Set down the records once more, please, exactly and with the pictures left out.

[Given entries Boundary: Start]

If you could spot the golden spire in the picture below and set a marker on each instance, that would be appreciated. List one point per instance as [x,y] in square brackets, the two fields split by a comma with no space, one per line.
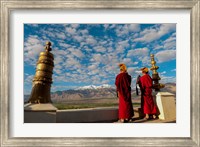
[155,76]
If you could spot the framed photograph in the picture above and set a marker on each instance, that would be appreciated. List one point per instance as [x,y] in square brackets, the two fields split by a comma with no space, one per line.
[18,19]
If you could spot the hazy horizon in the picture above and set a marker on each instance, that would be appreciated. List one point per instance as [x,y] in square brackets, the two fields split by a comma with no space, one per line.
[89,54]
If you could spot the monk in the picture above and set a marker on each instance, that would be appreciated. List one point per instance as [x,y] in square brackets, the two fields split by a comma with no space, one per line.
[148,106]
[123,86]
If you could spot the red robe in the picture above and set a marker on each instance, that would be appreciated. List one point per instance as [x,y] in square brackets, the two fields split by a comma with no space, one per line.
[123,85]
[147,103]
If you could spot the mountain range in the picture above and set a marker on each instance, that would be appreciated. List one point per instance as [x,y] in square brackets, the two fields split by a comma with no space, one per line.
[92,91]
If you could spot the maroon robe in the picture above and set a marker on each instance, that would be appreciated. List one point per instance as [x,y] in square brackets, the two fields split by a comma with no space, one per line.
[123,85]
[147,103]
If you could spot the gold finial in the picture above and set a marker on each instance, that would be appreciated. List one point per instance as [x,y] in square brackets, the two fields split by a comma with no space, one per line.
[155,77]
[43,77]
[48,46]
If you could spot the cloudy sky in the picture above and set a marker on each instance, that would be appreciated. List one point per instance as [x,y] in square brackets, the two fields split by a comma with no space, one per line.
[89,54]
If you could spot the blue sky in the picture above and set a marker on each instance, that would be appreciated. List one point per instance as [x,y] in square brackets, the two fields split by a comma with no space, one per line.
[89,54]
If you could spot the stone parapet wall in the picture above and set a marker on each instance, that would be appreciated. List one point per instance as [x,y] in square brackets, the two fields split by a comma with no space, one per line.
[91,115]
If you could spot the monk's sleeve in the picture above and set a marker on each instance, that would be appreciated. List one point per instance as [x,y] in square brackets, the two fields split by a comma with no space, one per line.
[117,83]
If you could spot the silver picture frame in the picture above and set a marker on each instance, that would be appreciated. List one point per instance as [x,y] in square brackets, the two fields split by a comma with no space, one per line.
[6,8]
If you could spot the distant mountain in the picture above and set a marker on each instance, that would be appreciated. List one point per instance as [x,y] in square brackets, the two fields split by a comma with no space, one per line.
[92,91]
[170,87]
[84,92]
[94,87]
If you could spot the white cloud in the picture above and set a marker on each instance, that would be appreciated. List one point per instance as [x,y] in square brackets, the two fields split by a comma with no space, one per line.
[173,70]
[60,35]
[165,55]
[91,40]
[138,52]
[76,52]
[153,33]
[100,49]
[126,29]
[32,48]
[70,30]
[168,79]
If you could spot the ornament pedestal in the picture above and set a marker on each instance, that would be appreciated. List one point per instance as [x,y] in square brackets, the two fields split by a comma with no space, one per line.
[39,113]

[Given entries Boundary: End]

- _Exercise output_
If you could spot the golden spire in the picture below and set a marker on each instance, that would be appreciated. List one point per instance as [x,y] in square brackets, the two fields split by a comma with no space, one per line.
[155,76]
If you could spot the framed photograph in the picture above and set a marker on each instance, that would be appreciated. List one point per instance as [x,y] in square brackets, the two fields split by a comma with no space, one per line.
[18,19]
If you could spot the hazy horizon in the picture above and set a marker on each instance, that would be appreciated. List one point per instance as [x,y] in square brackets, the two fields split by a comma with no space, one per line.
[89,54]
If you could spot the monk in the picture above and set a marker on each instance, that would be appreciated. List one point per instance as [x,y] in square brackets, the two fields split by a comma with no space, one per line.
[148,106]
[123,86]
If you could spot the red robe in the picture above and set a marker on each instance, that would be appreciated. List one point per instance as [x,y] in square brackets, the two fields split by a comma with no space, one per line.
[123,85]
[147,103]
If you could spot the mountain range in the picture above and set a marker on each instance, that would be appreciated. List one point per instance as [x,y] in square brackets, the two fields split by a comma with no space, one per line.
[92,91]
If you could spot the maroon robe in the picture above and set a marker on each instance, that would be appreciated. List one point per instance as [x,y] in square brackets, the two fields split by a comma with no space, one per line.
[123,85]
[147,103]
If you could spot the gold finial in the picture above and set a marker on each instance, that would be appreciated. List one point per instance as [x,y] in square brackets, the two fields split by a comma with no space, one per line.
[155,77]
[43,77]
[48,46]
If you could spot the cloudy sky in the picture above and set a marker on each instance, that would be appreciated. List one point per instance as [x,y] in square brackets, the two fields split by a comma with no space, one per line.
[89,54]
If you could spot the blue sky in the picture above and set a marker on each instance, that would be appreciated. List one point per instance as [x,y] in square brackets, the two fields split by a comma with no space, one per line.
[89,54]
If you could spot the stone parapet wall in the picture above and set a marker on each instance, that would be appreciated. List one point per instance as [x,y] in square brackets, the two fields split by a comma with no space, one per line.
[91,115]
If you could spot the monk's sleeve in the picture above and set a marker on each instance, that would be appreciated. List one point per instance as [x,y] in square brackets, the two fields split by a comma with no space, one per line.
[117,83]
If you could spot the silver picture frame in the picture above and set a marker on each instance, that would be appreciated. List one point per instance as [x,y] in square brackets, the two fields split by a comma with no space, one per line.
[6,8]
If you could spot the distant mountain in the picture above and set a marker on each instance, that would be appreciated. List one point per instance as [x,y] in square brackets, the two fields split by a comma with no space, one per line.
[92,91]
[170,87]
[84,92]
[94,87]
If you could spot the white cloud in the picture above and set a marker on each instance, that would be appreciated. List one point per instance as [x,y] in square brackets, the two fields split by a comma with no space, one per line.
[173,70]
[60,35]
[165,55]
[91,40]
[138,52]
[76,52]
[153,33]
[100,49]
[126,29]
[32,48]
[70,30]
[168,79]
If you could spot the ornament pedestal in the picture above and set a marker on each instance, that would be appreciated. List one point per instance as [x,y] in square brackets, the two fields split by a comma with no space, one per line.
[39,113]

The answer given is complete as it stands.